**Required task**
Rewrite the stretch from the line containing "[point] green grass" through the end of the lines, replacing "green grass" with "meadow grass" and leaving everything else unchanged.

○ ○ ○ ○ ○ ○ ○

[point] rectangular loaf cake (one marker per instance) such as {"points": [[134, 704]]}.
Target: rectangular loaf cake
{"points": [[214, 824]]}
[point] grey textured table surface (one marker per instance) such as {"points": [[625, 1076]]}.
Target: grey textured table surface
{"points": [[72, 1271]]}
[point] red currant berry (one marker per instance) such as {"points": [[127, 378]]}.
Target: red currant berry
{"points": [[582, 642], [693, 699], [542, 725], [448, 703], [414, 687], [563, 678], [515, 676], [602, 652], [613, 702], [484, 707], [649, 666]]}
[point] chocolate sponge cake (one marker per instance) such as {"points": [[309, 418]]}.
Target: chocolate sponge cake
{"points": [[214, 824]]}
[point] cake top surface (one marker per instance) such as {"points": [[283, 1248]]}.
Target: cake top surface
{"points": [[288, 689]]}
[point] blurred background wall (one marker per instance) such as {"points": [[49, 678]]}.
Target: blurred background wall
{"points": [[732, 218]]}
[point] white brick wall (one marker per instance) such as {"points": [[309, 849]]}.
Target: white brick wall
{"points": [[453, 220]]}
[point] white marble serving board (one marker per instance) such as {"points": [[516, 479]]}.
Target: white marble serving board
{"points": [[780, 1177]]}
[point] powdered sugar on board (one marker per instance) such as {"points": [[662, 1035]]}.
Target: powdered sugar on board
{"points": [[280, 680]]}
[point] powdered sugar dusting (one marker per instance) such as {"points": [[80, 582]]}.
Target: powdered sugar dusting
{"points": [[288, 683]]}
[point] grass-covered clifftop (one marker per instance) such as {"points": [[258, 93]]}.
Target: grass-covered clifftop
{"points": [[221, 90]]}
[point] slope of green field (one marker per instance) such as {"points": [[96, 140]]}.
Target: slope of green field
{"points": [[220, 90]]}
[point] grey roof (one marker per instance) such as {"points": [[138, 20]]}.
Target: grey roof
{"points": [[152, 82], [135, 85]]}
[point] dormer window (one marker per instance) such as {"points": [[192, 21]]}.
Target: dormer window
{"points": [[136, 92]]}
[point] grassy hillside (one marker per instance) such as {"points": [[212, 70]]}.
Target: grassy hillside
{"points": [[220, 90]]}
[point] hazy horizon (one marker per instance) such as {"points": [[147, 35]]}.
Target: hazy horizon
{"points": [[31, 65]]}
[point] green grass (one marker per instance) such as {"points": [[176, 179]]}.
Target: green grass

○ ○ ○ ○ ○ ○ ○

**Output for this exercise**
[point] meadow grass (one marker per instance) such as {"points": [[176, 179]]}.
Target: meadow grass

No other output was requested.